### Text segment

3.1 KiB
% LZMA2 format
The LZMA2 format supports flushing, parallel encoding or decoding. Chunks of data that cannot be compressed are copied as such.
Dictionary Size
LZMA2 requires information about the size of the dictionary. This is provided by a single byte.
Bits | Mask | Description |
---|---|---|
0-5 | 0x3F | Dictionary Size |
6-7 | 0xC0 | Reserved for future use; Must be zero |
The dictionary size is encoded with a one-bit mantissa and five-bit exponent. The smallest dictionary size is 4 KiB and the biggest is 4 GiB
- 1 B.
Raw Value | Mantissa | Exponent | Dictionary size |
---|---|---|---|
0 | 2 | 11 | 4 KiB |
1 | 3 | 11 | 6 KiB |
2 | 2 | 12 | 8 KiB |
3 | 3 | 12 | 12 KiB |
... | ... | ... | ... |
36 | 2 | 29 | 1024 MiB |
37 | 3 | 29 | 1536 MiB |
38 | 2 | 30 | 2048 MiB |
39 | 3 | 30 | 3072 MiB |
40 | 2 | 31 | 4096 MiB - 1B |
For test purposes we add the dictionary size byte as first byte of an LZMA2 stream.

### Named object pointing entries
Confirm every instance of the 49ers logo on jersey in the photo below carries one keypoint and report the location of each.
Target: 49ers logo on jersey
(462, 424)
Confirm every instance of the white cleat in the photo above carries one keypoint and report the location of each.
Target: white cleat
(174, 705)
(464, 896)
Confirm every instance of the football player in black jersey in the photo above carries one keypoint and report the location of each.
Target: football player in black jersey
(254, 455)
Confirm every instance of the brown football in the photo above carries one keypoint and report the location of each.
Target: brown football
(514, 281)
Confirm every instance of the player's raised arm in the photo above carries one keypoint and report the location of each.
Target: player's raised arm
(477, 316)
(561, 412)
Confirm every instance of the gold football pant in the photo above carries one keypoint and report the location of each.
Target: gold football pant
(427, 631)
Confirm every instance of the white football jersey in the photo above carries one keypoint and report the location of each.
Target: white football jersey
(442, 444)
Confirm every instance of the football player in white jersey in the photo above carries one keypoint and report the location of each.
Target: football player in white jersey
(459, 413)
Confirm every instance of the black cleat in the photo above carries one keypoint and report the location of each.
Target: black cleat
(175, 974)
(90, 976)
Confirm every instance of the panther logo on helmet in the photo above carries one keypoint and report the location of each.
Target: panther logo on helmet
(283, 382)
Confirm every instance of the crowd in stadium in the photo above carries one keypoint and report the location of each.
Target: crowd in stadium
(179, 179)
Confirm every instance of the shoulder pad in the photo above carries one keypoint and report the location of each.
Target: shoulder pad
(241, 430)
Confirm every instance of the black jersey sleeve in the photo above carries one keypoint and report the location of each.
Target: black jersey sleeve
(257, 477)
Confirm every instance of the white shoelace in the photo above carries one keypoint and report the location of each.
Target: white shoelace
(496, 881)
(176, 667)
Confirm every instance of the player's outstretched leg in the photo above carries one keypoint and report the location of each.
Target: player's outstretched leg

### Direction
From the LZMA2 format page, print the passage between "Raw Value |" and "an LZMA2 stream.", inclusive, with every word and character kept the same.

### Exercise output
Raw Value | Mantissa | Exponent | Dictionary size |
---|---|---|---|
0 | 2 | 11 | 4 KiB |
1 | 3 | 11 | 6 KiB |
2 | 2 | 12 | 8 KiB |
3 | 3 | 12 | 12 KiB |
... | ... | ... | ... |
36 | 2 | 29 | 1024 MiB |
37 | 3 | 29 | 1536 MiB |
38 | 2 | 30 | 2048 MiB |
39 | 3 | 30 | 3072 MiB |
40 | 2 | 31 | 4096 MiB - 1B |
For test purposes we add the dictionary size byte as first byte of an LZMA2 stream.